Studio album by Marshall Crenshaw
- Released: May 14, 1991
- Genre: Arena rock
- Length: 45:34
- Label: MCA
- Producer: Ed Stasium

Marshall Crenshaw chronology
| Good Evening (1989) | Life's Too Short (1991) | Live …My Truck Is My Home (1994) |

Singles from Life's Too Short
- "Better Back Off" Released: 1991;

= Life's Too Short (album) =

Life's Too Short is the sixth album by singer/songwriter Marshall Crenshaw.

The album was produced by Ed Stasium and featured Kenny Aronoff on drums. Crenshaw recalled, "I liked what Kenny Aronoff (drums) and Ed Stasium (production) were doing right then, I liked them both personally, and I wanted to work with them, so off we went…"

"Better Back Off" was a moderate hit on the Modern Rock charts, reaching number 17. Crenshaw said of the song, "On 'Better Back Off' you can tell from the music that I'm trying to write a big Rock-radio anthem. But the lyrics don't quite get there – they describe an intimate conversation between two people, not very anthem-like..."

**Stated exercise 1**.
Answer these from the album page:
(a) When was the album released?
(b) Who played drums on the album?
(c) What number did "Better Back Off" reach on the Modern Rock charts?
**Stated exercise 2**. Repeat word for word the part of the album page between "Marshall Crenshaw chronology" and "singer/songwriter Marshall Crenshaw.", inclusive.

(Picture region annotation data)
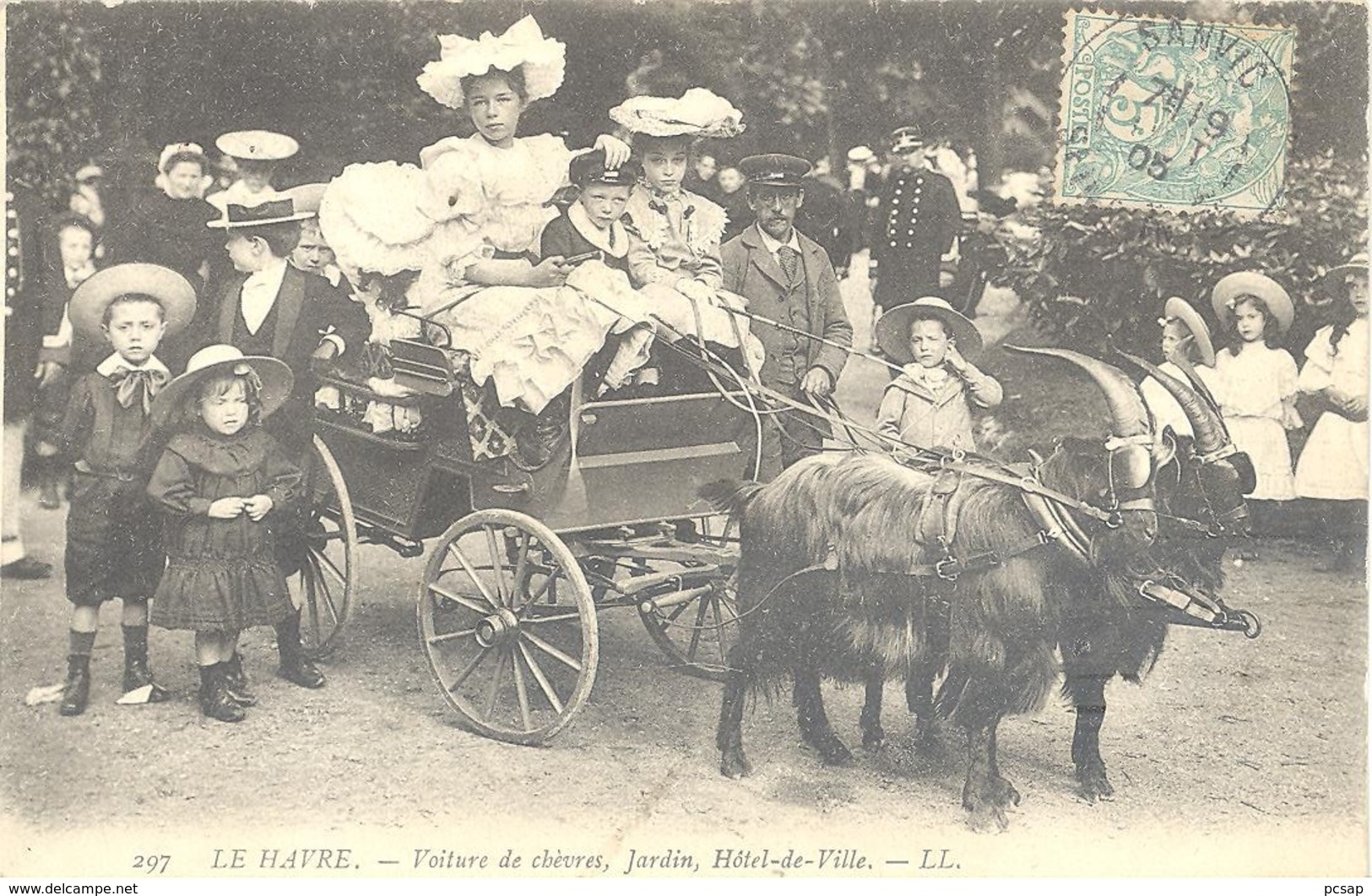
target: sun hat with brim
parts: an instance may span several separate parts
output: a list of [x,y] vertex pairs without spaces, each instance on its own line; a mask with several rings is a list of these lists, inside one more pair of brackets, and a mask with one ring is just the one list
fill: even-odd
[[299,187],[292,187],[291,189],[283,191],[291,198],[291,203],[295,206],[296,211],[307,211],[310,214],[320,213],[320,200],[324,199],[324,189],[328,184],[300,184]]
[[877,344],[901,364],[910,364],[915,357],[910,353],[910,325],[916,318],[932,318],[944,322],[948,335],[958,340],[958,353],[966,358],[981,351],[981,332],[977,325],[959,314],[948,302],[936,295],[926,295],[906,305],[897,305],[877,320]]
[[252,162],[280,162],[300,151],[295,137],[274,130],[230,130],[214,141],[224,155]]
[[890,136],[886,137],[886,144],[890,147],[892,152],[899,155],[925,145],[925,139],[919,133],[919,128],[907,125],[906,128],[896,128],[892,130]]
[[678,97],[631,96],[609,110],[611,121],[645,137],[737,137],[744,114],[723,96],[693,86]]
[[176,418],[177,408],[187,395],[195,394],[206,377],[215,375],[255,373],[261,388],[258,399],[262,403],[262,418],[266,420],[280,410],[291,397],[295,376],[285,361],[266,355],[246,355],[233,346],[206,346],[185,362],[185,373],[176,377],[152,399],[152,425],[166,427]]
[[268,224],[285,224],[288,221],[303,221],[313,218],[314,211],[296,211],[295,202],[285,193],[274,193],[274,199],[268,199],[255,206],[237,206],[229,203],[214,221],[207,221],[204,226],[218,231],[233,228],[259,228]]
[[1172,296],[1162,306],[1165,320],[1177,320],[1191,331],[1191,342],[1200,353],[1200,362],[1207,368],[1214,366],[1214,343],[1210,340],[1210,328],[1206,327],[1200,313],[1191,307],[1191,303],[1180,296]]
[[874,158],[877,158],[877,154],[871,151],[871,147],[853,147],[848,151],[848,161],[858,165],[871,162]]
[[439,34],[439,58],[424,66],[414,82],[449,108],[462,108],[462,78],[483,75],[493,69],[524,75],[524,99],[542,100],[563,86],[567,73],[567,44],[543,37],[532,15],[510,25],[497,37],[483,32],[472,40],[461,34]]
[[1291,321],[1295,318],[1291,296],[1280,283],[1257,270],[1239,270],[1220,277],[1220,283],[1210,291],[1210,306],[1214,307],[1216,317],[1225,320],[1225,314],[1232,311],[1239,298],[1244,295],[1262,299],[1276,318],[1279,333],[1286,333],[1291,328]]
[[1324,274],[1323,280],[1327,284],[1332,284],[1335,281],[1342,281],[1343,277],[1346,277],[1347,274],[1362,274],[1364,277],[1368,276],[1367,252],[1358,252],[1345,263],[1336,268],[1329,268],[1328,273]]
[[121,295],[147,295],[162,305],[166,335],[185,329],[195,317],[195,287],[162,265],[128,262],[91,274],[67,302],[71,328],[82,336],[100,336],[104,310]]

**Worked answer 1**.
(a) May 14, 1991
(b) Kenny Aronoff
(c) Number 17

**Worked answer 2**.
Marshall Crenshaw chronology
| Good Evening (1989) | Life's Too Short (1991) | Live …My Truck Is My Home (1994) |

Singles from Life's Too Short
- "Better Back Off" Released: 1991;

= Life's Too Short (album) =

Life's Too Short is the sixth album by singer/songwriter Marshall Crenshaw.